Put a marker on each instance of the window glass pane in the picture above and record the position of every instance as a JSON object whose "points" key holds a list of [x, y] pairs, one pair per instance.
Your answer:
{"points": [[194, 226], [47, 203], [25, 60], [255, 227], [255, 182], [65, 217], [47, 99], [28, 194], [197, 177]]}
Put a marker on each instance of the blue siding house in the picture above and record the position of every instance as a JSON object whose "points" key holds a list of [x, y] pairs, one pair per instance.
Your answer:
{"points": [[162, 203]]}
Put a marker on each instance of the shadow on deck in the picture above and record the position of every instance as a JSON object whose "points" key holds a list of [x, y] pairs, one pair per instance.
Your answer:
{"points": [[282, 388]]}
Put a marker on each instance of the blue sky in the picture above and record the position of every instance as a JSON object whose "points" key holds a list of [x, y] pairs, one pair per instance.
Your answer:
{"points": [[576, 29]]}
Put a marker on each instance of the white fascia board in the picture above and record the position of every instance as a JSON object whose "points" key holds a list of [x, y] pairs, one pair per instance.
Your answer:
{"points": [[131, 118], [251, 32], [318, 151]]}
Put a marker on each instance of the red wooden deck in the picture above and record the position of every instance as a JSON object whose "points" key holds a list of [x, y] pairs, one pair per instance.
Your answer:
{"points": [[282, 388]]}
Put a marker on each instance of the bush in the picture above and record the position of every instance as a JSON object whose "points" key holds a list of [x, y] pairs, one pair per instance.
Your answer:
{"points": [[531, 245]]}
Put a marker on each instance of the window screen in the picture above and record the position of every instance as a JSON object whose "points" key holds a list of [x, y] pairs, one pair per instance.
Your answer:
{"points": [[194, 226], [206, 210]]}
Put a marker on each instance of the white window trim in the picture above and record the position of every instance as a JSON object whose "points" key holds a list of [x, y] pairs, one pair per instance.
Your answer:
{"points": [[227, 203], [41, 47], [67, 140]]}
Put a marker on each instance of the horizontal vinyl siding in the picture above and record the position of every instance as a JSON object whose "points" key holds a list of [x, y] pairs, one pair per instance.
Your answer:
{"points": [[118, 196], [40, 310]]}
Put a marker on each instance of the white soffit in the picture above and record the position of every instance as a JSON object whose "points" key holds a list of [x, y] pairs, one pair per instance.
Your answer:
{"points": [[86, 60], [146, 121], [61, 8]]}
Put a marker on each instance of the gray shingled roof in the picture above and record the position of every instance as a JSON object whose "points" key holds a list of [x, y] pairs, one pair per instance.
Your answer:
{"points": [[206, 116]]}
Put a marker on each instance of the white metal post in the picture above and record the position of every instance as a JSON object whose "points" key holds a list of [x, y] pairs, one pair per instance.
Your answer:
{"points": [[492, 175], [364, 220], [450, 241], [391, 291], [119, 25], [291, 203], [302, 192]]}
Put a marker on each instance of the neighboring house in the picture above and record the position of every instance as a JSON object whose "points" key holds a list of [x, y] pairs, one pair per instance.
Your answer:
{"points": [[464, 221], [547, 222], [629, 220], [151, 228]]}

----

§ INSTRUCTIONS FOR THE TASK:
Find how many lines of the records hold the string "window", then give that number by itself.

§ RESPONSE:
3